Reading passage:
↓

Partager via


Implementing a Protocol Handler for WDS

Creating a protocol handler involves implementing ISearchProtocol to manage UrlAccessor objects, IUrlAccessor to generate metadata about and to identify appropriate filters for items in the data store, IProtocolHandlerSite to instantiate a SearchProtocol object and identify appropriate filters, and IFilter to filter proprietary files or to enumerate and filter hierarchically stored files. The protocol handler must be multi-threaded.

This sections contains the following topics:

  • Note on URLs
  • Protocol Handler Interfaces
  • IFilters for Containers
  • Adding Protocol Handler Options Functionality
  • Related Topics

Note on URLs

Microsoft Windows Desktop Search (WDS) uses URLs to uniquely identify items in a file system, inside a database-like store, or on the Web. A URL that defines an entry node is called a start page; WDS begins at that start page and recursively crawls the data store. The typical URL structure is:

protocol://host/path/name.extension

Note  

When you want to add a new data store, you'll need to select a name to identify it that does not conflict with current ones. We recommend this naming convention: companyName.scheme.

↑

Parts of the exercise:
**A)** Extract the passage from the protocol handler page that starts at "protocol://host/path/name.extension" and ends at "naming convention: companyName.scheme.".
**B)** List every interface that the protocol handler page says must be implemented to create a protocol handler.

Data below:
↓

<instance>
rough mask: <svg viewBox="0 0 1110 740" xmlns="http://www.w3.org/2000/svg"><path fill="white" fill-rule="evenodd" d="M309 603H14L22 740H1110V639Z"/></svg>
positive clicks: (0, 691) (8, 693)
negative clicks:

↑

Answers by item number:
**A)**
protocol://host/path/name.extension

Note  

When you want to add a new data store, you'll need to select a name to identify it that does not conflict with current ones. We recommend this naming convention: companyName.scheme.

**B)**
ISearchProtocol
IUrlAccessor
IProtocolHandlerSite
IFilter